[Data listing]
>>>>>
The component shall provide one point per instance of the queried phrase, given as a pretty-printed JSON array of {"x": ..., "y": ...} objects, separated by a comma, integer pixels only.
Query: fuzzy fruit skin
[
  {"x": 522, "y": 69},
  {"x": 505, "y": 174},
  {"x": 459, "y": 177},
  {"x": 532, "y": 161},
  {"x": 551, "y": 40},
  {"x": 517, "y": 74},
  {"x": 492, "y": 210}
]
<<<<<
Stated goal ->
Can you copy the data above line for line, leaving every character unchanged?

Written response ->
The component shall provide one point per instance of the queried phrase, given as a pretty-printed JSON array of {"x": ..., "y": ...} objects, separated by a comma, integer pixels only.
Query: fuzzy fruit skin
[
  {"x": 522, "y": 69},
  {"x": 505, "y": 174},
  {"x": 459, "y": 177},
  {"x": 532, "y": 161},
  {"x": 551, "y": 40},
  {"x": 517, "y": 74},
  {"x": 492, "y": 210}
]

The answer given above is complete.